Задание A =>
Ответьте на вопросы по фрагменту о Пушкине:
(i) Каких авторов фрагмент называет неправыми?
(ii) Кого цитирует фрагмент, говоря об интересе поэта к внутреннему человеку?
(iii) Чем, по словам фрагмента, являются «зеницы», о которых говорит поэт?

Фрагмент документа =>
В ходе духовной эволюции поэта менялось, естественно, и его представление о свободе; центр тяжести в ее трактовке смещается от стихийно-природных, гедонистических мотивов и злободневных политических интересов к культурно-историческим и философским первоистокам. Не правы, однако, П. Вайль и А. Генис, полагающие, что поэт «перестал интересоваться прежним пониманием свободы» и ему в зрелые годы «нужна была не столько политическая свобода, сколько личная независимость... Свобода, которую Пушкин требовал для всех, теперь ему нужна была себе»8. Позиция, занятая поэтом в стихотворении «Из Пиндемонти», — не отказ от политических прав и свобод вообще, а их переосмысление, неприятие их формально-доктринерской и популистски-конформистской трактовки. Пушкину чуждо противопоставление личной и социально-политической свободы. Свобода для себя никогда не мыслилась им в отрыве от свободы (и вообще блага, добра) для других, для народа, общества. Не отрекаясь от своих прежних убеждений, а углубляя, уточняя и корректируя их в новой, более взвешенной и разработанной системе взглядов, Пушкин видел в духовно-творческой свободе закономерный синтез всех своих раздумий о жизни, итог всего предшествующего развития.

Внешнее и внутреннее, объективное и субъективное, личностно-уникальное и всеобщее, универсальное предстают перед Пушкиным в единстве. Отмечая его интерес к внутреннему человеку как генератору и носителю духовности, ее субъекту, Гоголь писал: «На все, что ни есть во внутреннем человеке, начиная от его высокой и великой черты до малейшего вздоха его слабости и ничтожной приметы, его смутившей, он откликнулся так же, как откликнулся на все, что ни есть в природе видимой и внешней»9. С этим связана и новая, познавательно-аксиологическая оптика поэта, его «магический кристалл», обеспечивающий многомерно-стереоскопиче­ское и панорамное восприятие жизни. Я имею, в частности, в виду и способность проективно прозревать «даль свободного романа», и отказ от эстетической табели о рангах — широкий доступ в литературу «простых» людей, и то, что, открыв шлюзы, через которые разноаспектная, многоликая «проза жизни» хлынула в поэзию «со всею свободою разговора», Пушкин не прозаизировал последнюю, а, напротив, щедро распахнул ее пределы и поэтизировал прозу. Новаторское значение «Пророка» сказалось в том, что в нем намечается новый — общебытийный масштаб, новое, личностно ответственное измерение в поэзии (вообще в литературе). В этом преломлении совсем не обычными, не обыденными, не ординарными видятся «хирургические» процедуры, которым подвергается поэт в пушкинском стихотворении, фазы его становления пророком. Все это происходит не на уровне элементарного здравомыслия или даже «чистого разума», а в сфере духа, синтезирующего все лучшее, самое ценное, что есть в человеке, — от многоцветия и полнозвучия эмоций до высот интеллектуального прозрения. «Зеницы», о которых говорит поэт, — вещие, ведающие, мудрые, это — духовное зрение; лишь ему доступна тайнопись Бытия.

Задание B => Извлеките без изменений строки из блоков ниже, начиная со строки, содержащей «Return the polygon of every instance of the long», и заканчивая строкой, содержащей «29L251 25L251 20L244», включительно.

Входные данные =>
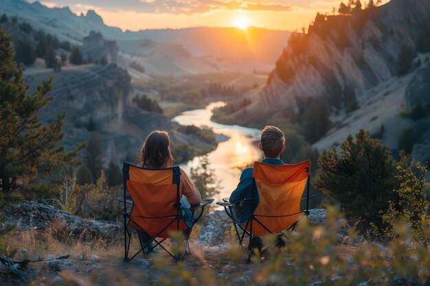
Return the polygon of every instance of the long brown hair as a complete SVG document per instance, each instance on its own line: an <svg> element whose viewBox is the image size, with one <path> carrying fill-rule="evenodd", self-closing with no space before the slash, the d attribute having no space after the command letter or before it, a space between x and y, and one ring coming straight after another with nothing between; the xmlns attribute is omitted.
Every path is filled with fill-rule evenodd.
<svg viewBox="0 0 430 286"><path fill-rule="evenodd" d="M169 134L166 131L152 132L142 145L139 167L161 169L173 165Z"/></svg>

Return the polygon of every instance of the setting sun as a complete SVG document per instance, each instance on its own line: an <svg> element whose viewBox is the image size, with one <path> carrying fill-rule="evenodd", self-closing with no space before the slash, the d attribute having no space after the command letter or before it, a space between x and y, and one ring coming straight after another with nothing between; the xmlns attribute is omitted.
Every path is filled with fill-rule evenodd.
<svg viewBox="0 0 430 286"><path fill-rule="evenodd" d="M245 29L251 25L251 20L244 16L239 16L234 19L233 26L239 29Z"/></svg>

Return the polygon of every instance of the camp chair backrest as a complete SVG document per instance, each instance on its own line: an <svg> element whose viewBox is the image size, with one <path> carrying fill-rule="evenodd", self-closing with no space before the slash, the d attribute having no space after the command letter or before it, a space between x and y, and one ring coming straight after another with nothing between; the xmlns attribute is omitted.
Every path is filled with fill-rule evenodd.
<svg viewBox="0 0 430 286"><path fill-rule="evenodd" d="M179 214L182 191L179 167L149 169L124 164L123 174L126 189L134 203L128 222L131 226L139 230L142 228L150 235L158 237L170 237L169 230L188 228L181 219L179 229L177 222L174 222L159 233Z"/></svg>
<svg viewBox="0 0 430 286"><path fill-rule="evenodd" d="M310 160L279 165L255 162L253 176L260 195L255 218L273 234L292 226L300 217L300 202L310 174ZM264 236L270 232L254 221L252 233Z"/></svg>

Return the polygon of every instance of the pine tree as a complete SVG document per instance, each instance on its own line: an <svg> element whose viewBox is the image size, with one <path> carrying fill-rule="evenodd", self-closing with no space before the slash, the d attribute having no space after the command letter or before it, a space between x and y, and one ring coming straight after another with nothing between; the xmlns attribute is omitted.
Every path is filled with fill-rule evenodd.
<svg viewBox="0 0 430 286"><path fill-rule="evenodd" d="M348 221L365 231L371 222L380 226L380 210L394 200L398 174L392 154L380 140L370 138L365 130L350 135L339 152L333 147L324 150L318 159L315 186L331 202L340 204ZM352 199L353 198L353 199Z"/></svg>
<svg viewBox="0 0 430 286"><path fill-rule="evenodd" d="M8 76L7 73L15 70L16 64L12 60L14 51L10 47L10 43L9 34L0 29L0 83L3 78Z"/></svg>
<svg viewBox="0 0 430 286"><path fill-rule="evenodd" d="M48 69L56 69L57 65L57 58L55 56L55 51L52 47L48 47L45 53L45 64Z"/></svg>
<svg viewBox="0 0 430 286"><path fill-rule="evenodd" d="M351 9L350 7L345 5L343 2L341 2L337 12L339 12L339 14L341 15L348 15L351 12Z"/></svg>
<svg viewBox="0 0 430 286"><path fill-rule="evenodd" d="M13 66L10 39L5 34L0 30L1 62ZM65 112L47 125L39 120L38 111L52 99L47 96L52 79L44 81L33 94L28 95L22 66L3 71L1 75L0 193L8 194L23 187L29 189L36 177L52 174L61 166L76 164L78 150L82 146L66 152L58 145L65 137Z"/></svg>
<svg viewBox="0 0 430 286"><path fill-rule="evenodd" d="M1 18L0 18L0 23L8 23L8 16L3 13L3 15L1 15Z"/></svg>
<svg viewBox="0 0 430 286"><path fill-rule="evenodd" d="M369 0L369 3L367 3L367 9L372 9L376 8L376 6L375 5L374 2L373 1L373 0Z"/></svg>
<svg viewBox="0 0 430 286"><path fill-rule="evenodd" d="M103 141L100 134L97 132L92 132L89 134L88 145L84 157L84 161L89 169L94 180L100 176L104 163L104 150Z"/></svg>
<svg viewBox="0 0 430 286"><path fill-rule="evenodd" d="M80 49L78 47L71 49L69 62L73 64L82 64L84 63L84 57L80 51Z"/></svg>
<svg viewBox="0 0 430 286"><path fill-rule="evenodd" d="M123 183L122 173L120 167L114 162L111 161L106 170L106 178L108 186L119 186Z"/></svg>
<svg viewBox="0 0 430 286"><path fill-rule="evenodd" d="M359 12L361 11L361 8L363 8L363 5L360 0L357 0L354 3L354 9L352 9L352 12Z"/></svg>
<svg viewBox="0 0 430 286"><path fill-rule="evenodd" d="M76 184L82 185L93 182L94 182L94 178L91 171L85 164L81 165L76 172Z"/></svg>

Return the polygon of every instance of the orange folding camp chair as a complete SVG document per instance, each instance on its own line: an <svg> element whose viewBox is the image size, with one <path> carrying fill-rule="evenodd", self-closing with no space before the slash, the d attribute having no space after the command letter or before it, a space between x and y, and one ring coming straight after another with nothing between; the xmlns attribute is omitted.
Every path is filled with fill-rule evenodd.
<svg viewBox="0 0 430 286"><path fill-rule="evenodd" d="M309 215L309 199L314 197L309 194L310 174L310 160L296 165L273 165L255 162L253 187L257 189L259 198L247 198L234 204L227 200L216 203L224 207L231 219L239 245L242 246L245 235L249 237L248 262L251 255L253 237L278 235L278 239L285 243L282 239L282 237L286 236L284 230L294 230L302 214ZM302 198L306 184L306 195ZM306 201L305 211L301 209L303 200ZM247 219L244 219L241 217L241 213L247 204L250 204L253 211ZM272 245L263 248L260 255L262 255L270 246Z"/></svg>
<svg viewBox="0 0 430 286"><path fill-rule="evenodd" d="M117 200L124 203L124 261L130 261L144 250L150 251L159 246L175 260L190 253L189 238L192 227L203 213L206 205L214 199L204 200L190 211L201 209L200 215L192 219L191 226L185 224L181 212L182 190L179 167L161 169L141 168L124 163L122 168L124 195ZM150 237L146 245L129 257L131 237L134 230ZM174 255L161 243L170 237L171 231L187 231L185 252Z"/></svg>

---

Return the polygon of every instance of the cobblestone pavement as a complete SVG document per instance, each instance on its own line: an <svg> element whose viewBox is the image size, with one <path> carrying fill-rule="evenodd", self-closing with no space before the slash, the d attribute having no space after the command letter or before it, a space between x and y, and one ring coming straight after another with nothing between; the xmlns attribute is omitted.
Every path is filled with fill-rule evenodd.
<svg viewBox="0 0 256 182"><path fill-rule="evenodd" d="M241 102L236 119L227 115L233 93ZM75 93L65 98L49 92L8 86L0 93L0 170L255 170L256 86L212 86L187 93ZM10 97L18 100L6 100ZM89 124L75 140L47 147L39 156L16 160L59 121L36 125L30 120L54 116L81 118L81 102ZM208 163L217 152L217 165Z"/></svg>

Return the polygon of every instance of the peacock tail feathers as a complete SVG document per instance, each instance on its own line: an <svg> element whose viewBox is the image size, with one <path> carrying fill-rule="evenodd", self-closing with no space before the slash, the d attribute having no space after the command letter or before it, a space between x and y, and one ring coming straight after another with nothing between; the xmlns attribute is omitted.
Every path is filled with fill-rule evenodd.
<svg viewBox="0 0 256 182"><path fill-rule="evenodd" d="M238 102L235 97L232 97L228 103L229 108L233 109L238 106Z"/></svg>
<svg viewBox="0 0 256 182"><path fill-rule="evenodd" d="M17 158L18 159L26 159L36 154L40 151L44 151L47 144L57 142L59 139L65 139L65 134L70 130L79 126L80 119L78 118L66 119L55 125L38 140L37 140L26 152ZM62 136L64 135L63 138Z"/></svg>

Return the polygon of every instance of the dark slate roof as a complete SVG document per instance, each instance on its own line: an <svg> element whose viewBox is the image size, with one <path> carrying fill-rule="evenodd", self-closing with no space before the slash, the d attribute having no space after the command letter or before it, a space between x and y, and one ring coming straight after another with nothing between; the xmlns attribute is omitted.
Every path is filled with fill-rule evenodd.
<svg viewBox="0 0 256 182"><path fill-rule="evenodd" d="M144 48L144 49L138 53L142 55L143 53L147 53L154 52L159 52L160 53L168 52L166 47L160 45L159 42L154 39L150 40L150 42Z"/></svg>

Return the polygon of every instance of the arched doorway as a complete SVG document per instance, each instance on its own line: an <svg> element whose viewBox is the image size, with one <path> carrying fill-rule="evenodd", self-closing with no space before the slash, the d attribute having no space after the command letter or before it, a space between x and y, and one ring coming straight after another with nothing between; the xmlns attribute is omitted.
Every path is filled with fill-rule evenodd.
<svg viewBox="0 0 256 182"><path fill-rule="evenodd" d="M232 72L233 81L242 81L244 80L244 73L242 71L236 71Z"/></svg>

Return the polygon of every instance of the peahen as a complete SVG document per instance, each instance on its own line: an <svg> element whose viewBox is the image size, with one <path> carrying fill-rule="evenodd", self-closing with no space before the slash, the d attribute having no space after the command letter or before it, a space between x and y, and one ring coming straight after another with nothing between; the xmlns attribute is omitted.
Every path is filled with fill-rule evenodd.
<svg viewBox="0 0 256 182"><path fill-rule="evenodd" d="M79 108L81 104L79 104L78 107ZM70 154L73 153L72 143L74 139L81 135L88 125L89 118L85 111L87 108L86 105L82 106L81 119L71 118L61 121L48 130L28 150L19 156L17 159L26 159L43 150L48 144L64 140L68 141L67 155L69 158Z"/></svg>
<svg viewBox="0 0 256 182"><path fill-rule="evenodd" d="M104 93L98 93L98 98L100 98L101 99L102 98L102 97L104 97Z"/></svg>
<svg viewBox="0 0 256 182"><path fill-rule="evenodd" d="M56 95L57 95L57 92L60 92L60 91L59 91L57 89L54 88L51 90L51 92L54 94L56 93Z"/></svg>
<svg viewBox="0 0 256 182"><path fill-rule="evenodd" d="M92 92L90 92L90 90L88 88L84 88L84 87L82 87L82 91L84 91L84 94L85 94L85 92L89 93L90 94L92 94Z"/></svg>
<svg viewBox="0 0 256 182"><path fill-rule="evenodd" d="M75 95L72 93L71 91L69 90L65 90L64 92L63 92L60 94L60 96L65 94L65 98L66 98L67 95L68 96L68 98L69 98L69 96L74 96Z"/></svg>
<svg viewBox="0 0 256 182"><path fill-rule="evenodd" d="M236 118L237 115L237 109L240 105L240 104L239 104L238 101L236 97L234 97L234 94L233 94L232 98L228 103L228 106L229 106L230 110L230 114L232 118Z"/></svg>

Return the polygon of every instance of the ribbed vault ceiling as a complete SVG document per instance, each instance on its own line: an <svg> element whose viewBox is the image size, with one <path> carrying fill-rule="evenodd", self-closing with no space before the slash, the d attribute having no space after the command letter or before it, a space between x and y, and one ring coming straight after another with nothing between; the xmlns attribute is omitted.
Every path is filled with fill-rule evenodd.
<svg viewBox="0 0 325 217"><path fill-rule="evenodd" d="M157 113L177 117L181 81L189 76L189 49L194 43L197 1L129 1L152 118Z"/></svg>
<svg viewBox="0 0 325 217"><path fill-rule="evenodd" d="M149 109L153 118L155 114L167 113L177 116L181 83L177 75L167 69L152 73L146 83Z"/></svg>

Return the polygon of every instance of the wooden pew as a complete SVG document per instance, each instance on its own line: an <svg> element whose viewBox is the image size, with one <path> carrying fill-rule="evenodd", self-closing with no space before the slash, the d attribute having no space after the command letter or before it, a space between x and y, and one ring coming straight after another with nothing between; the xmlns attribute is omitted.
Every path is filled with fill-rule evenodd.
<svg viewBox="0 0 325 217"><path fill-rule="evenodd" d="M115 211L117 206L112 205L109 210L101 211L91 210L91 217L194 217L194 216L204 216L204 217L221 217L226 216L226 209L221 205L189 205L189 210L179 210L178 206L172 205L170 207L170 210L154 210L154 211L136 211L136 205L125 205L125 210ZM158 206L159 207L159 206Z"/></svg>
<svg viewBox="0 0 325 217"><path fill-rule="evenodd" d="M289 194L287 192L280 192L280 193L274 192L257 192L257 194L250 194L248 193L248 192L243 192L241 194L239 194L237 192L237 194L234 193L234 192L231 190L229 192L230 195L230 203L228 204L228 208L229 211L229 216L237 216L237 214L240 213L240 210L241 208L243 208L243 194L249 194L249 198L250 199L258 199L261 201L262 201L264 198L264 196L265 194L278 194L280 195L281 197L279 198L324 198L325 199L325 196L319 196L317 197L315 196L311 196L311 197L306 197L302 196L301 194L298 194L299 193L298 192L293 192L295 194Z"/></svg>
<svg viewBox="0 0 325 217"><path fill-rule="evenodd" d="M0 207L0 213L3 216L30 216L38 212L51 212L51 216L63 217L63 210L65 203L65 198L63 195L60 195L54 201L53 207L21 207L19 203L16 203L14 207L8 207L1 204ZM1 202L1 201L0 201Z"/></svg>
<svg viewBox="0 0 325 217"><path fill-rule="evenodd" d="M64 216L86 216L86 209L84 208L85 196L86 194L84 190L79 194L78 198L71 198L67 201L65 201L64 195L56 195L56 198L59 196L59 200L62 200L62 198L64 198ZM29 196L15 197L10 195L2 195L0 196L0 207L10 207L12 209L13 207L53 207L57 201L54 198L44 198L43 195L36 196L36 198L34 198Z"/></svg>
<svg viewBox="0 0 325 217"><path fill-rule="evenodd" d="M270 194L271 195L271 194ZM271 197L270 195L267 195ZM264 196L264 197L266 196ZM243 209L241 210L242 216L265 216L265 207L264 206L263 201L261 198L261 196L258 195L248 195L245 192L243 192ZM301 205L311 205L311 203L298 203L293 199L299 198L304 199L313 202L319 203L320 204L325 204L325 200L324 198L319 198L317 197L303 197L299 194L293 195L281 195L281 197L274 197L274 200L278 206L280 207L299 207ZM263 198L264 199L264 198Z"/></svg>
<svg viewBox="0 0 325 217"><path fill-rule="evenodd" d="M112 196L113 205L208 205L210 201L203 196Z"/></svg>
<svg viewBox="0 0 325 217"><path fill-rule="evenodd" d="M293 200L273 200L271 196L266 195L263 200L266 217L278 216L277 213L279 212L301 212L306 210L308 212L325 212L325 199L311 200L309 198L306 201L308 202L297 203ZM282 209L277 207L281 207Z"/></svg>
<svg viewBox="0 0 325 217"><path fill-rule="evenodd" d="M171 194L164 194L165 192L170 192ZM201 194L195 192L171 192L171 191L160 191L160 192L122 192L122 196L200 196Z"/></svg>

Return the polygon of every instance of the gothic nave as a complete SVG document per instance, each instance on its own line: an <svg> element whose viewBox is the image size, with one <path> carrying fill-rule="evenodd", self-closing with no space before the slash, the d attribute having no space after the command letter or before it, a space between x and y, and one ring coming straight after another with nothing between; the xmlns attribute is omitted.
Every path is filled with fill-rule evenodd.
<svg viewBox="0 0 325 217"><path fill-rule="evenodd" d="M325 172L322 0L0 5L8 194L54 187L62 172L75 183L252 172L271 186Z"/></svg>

Ответ A =>
(i) П. Вайля и А. Гениса.
(ii) Гоголя.
(iii) Духовным зрением: они вещие, ведающие, мудрые.

Ответ B =>
Return the polygon of every instance of the long brown hair as a complete SVG document per instance, each instance on its own line: an <svg> element whose viewBox is the image size, with one <path> carrying fill-rule="evenodd", self-closing with no space before the slash, the d attribute having no space after the command letter or before it, a space between x and y, and one ring coming straight after another with nothing between; the xmlns attribute is omitted.
Every path is filled with fill-rule evenodd.
<svg viewBox="0 0 430 286"><path fill-rule="evenodd" d="M169 134L166 131L152 132L142 145L139 167L161 169L173 165Z"/></svg>

Return the polygon of every instance of the setting sun as a complete SVG document per instance, each instance on its own line: an <svg> element whose viewBox is the image size, with one <path> carrying fill-rule="evenodd", self-closing with no space before the slash, the d attribute having no space after the command letter or before it, a space between x and y, and one ring coming straight after another with nothing between; the xmlns attribute is omitted.
Every path is filled with fill-rule evenodd.
<svg viewBox="0 0 430 286"><path fill-rule="evenodd" d="M245 29L251 25L251 20L244 16L239 16L234 19L233 26L239 29Z"/></svg>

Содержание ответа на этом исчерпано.